• _DATASET RECORDS_
____

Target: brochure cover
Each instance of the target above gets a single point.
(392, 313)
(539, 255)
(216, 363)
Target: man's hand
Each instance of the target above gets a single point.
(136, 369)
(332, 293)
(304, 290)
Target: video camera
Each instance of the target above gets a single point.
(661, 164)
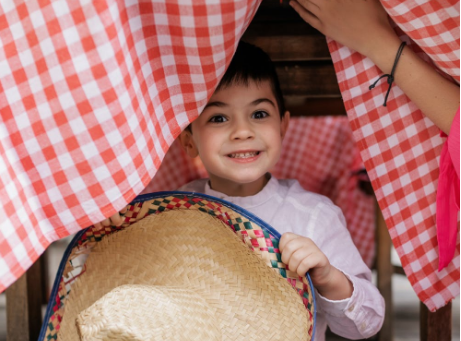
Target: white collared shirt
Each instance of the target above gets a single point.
(287, 207)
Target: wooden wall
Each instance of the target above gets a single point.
(302, 59)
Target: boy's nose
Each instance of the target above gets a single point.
(242, 131)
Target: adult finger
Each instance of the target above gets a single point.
(307, 16)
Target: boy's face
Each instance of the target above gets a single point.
(238, 137)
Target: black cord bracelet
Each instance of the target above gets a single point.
(390, 77)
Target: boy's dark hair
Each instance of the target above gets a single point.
(252, 63)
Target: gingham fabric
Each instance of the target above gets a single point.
(321, 154)
(92, 94)
(400, 147)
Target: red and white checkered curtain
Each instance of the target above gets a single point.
(400, 147)
(92, 94)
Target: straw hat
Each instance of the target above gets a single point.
(182, 275)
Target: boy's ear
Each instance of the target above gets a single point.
(187, 142)
(285, 123)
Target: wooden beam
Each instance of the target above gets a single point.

____

• _WHAT THE TASK ASKS_
Exactly as they appear, print the lines from the one holding "Target: white collared shirt" through the final line of the entries, and no others.

• _RESULT_
Target: white collared shirt
Each instance of the target above gets a single point.
(287, 207)
Target: wooden wall
Each instance of the target above gets a single point.
(302, 59)
Target: boy's nose
Each instance of the target above gets a single point.
(242, 131)
Target: adult finger
Each instance of the target above gets a single point.
(307, 16)
Target: boy's face
Each instance of the target above gets a single point.
(238, 137)
Target: black cord bracelet
Each instance of the target above gets a single point.
(390, 77)
Target: boy's dark hair
Each instance of the target above gets a single point.
(252, 63)
Target: gingham fabric
Each instance of the target above gets a single point.
(321, 154)
(92, 94)
(400, 147)
Target: red and white checkered curtain
Each instance of the target above gets a single point.
(400, 147)
(92, 94)
Target: straw hat
Each instance of the target above gets a single point.
(182, 275)
Target: boy's ear
Each instance of the target above gets a single point.
(187, 142)
(285, 123)
Target: wooden beam
Each instance of the target above gets a single point.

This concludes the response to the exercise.